PROBLEM: Repeat the material below word for word, omitting the pictures.

Records of labeled points
++++++

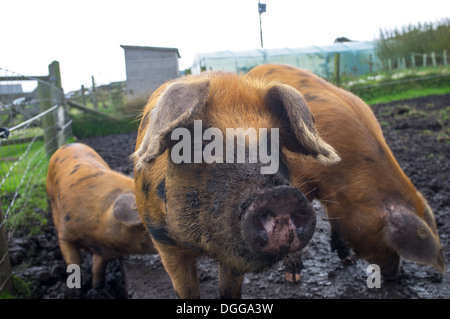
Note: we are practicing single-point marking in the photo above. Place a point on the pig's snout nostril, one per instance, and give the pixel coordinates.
(280, 221)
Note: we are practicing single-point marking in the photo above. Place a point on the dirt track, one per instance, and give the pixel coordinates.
(414, 130)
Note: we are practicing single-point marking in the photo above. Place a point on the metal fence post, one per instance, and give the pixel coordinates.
(5, 265)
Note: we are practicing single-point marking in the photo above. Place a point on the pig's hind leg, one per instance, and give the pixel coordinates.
(293, 265)
(342, 249)
(70, 252)
(181, 265)
(230, 283)
(98, 271)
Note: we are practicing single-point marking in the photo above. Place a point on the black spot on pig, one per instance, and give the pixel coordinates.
(161, 189)
(193, 198)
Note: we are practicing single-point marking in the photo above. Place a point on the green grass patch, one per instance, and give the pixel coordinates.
(23, 170)
(410, 94)
(86, 126)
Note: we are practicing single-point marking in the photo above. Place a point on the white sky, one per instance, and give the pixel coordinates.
(85, 36)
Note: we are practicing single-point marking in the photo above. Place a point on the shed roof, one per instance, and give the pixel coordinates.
(151, 48)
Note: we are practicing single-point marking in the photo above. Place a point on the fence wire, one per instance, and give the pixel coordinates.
(26, 104)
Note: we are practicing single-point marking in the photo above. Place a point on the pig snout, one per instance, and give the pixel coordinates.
(279, 221)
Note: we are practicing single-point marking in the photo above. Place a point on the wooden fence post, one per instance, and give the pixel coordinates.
(337, 58)
(6, 283)
(48, 121)
(413, 60)
(433, 59)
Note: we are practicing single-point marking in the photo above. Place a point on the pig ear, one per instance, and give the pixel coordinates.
(176, 107)
(301, 137)
(125, 210)
(413, 239)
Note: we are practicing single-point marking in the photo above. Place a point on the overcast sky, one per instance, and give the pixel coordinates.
(85, 36)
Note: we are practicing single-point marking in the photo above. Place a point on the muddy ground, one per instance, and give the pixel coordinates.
(417, 132)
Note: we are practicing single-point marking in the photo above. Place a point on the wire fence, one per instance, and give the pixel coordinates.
(33, 123)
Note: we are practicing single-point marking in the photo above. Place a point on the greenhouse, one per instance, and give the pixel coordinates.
(355, 58)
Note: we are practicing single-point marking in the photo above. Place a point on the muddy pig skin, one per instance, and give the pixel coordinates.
(93, 208)
(229, 211)
(372, 205)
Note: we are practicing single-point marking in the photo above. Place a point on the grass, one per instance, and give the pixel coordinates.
(410, 94)
(24, 170)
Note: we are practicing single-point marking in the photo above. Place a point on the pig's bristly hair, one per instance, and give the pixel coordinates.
(184, 98)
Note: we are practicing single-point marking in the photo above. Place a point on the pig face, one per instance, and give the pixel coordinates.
(221, 199)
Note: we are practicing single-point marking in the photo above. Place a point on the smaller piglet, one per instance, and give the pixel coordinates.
(93, 208)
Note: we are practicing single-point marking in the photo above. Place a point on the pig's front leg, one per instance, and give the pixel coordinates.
(230, 283)
(181, 265)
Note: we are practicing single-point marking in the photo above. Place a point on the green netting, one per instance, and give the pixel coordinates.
(355, 58)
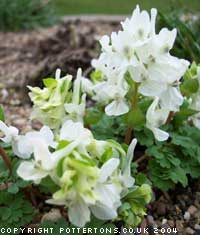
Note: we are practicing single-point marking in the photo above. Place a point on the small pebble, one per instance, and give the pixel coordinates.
(179, 225)
(189, 231)
(150, 220)
(197, 226)
(192, 210)
(187, 216)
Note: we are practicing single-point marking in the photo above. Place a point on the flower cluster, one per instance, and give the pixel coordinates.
(144, 55)
(91, 175)
(94, 176)
(56, 102)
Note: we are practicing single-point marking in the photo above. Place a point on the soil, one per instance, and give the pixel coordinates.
(27, 57)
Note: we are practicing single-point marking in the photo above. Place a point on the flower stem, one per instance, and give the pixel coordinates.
(142, 158)
(134, 102)
(6, 159)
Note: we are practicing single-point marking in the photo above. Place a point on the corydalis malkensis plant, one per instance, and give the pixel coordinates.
(142, 54)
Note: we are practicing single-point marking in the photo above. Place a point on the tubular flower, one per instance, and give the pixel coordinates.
(57, 102)
(143, 54)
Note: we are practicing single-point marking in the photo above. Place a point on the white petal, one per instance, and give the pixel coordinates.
(108, 168)
(152, 88)
(171, 99)
(116, 108)
(79, 213)
(9, 132)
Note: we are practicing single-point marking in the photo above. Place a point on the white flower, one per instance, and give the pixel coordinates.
(41, 166)
(25, 143)
(11, 133)
(156, 117)
(76, 109)
(140, 25)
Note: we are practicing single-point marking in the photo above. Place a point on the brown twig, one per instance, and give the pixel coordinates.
(6, 159)
(142, 158)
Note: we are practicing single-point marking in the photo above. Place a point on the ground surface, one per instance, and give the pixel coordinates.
(119, 6)
(27, 57)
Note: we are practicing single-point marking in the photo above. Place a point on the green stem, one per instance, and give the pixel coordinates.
(6, 159)
(134, 102)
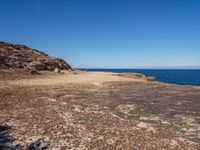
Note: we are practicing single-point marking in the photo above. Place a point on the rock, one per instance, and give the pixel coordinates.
(33, 70)
(151, 78)
(57, 70)
(13, 56)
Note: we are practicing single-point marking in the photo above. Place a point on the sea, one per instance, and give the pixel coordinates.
(174, 76)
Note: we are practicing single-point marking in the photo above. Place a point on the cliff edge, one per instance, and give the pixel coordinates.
(16, 56)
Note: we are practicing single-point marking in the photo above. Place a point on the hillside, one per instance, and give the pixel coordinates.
(18, 56)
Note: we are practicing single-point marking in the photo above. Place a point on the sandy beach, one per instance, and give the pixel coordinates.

++++++

EXERCISE RESPONSE:
Note: we are practicing single-point marking in the photo above. Place a point on the pig's snout nostril, one per instance, and give the pixel coordinates.
(280, 221)
Note: we are practicing single-point marking in the photo above. Place a point on the dirt track, one per instance, and give the pixel coordinates.
(414, 130)
Note: we are practicing single-point marking in the photo above. Place a point on the metal fence post, one per instance, and give the pixel coordinates.
(5, 265)
Note: we are practicing single-point marking in the photo above. Place a point on the pig's hind leg, one per instance, and give the pixel coordinates.
(293, 265)
(342, 249)
(70, 252)
(181, 265)
(230, 283)
(98, 271)
Note: we are practicing single-point marking in the photo above. Place a point on the black spot on pig, one per instance, and give the pixel coordinates.
(161, 189)
(193, 198)
Note: we are practicing single-point marking in the photo above. Place a point on the green grass patch, one per instance, and give the pixel coordinates.
(23, 170)
(410, 94)
(86, 126)
Note: we are practicing single-point marking in the photo above. Place a point on the white sky, one per instance, and give the pixel coordinates.
(85, 36)
Note: we are practicing single-point marking in the photo above. Place a point on the shed roof, one per instance, and give the pixel coordinates.
(151, 48)
Note: we are practicing single-point marking in the photo above. Place a point on the fence wire, one per instance, and give the pixel coordinates.
(26, 104)
Note: we are practicing single-point marking in the photo above. Place a point on the pig snout, one per instance, and give the pixel coordinates.
(279, 221)
Note: we are practicing single-point marking in the photo above. Place a point on the wooden fence post, one per instance, and give the pixel coordinates.
(337, 58)
(6, 283)
(48, 121)
(413, 60)
(433, 59)
Note: we are practicing single-point marking in the photo above. Place a point on the pig ear, one per instance, and give the pixel coordinates.
(176, 107)
(301, 137)
(125, 210)
(413, 239)
Note: we are practicing single-point marking in the photo above. Place a point on the overcast sky, one per instance, and give the pixel coordinates.
(85, 36)
Note: we are practicing single-point marking in the photo above. Place a point on the muddy ground, one per instance, and give the pixel coordinates.
(417, 132)
Note: we are practicing single-point marking in the photo above. Place a point on the wire fence, one per instance, and give the pixel coordinates.
(33, 123)
Note: we are practicing single-point marking in the photo above. Place a point on the greenhouse, one per instance, and give the pixel coordinates.
(355, 58)
Note: we are practicing single-point marking in the photo above. Place a point on the muddy pig skin, one per instance, and give the pixel coordinates.
(93, 208)
(229, 211)
(372, 205)
Note: we are practicing single-point marking in the photo above. Place a point on the grass, one per instance, and give the pixel coordinates.
(410, 94)
(24, 170)
Note: we are practicing single-point marking in the photo above. Place a point on the pig's bristly hair, one per instance, and give the pixel coordinates.
(184, 98)
Note: we are practicing single-point marking in the photo above. Place a point on the pig face, one per instance, and give the pixel coordinates.
(221, 199)
Note: we are practicing single-point marking in the photo above. Place a point on the smaller piglet, one per instance, and give the pixel coordinates.
(93, 208)
Note: we are practicing single-point marking in the photo above. Place a point on the pig's front leg, one per instance, and give the pixel coordinates.
(230, 283)
(181, 265)
Note: we are practicing single-point marking in the photo above. Place a point on the green netting, one per instance, and give the pixel coordinates.
(355, 58)
Note: we are practicing single-point marking in the photo above. Place a point on the small pebble, one per instance, and give the pixel coordinates.
(179, 225)
(189, 231)
(150, 220)
(197, 226)
(192, 210)
(187, 216)
Note: we are practicing single-point marking in the photo above. Place a point on the flower cluster, one per instance, and give the pixel coordinates.
(144, 55)
(91, 175)
(94, 176)
(56, 102)
Note: we are practicing single-point marking in the photo above. Place a point on the soil, one per instance, and give the pixel coordinates.
(27, 57)
Note: we are practicing single-point marking in the photo above. Place a point on the flower stem, one per instance, and give the pixel coordinates.
(142, 158)
(134, 102)
(6, 159)
Note: we are practicing single-point marking in the photo above. Place a point on the corydalis malkensis plant, one per instance, and give the pixel coordinates.
(142, 54)
Note: we are practicing single-point marking in the photo above. Place a point on the tubular flower, one per instance, and give the pixel coordinates.
(57, 102)
(143, 54)
Note: we are practicing single-point marking in the photo above. Place a point on the white petal, one per instance, and give the pixel coordinates.
(108, 168)
(152, 88)
(171, 99)
(116, 108)
(79, 213)
(9, 132)
Note: we are practicing single-point marking in the photo above. Place a point on the white flower, one per instance, and give the pixel coordinates.
(41, 166)
(25, 143)
(11, 133)
(156, 117)
(76, 109)
(140, 25)
Note: we are practicing single-point marking in the photo above. Place a point on the brown twig, one per instance, and give the pixel coordinates.
(6, 159)
(142, 158)
Note: we are practicing single-point marking in the photo above. Place a point on the ground surface, one per instance, and give the pixel coordinates.
(119, 6)
(27, 57)
Note: we are practicing single-point marking in the photo above. Place a point on the green stem, one per instance, and give the pixel coordinates.
(6, 159)
(134, 102)
Note: we are practicing single-point marking in the photo above. Place a point on the rock, one per instance, and give the pixel coordinates.
(33, 70)
(151, 78)
(57, 70)
(13, 56)
Note: we are practicing single-point marking in the photo above. Place a point on the sea, one per instance, and give the pixel coordinates.
(174, 76)
Note: we are practicing single-point marking in the photo above. Place a point on the cliff edge, one per instance, and give the pixel coordinates.
(16, 56)
Note: we are practicing single-point marking in the photo above. Place a point on the hillside, one per instance, and give the pixel coordinates.
(18, 56)
Note: we are practicing single-point marking in the photo above. Place a point on the sandy beach, one per instance, and give the pixel coordinates.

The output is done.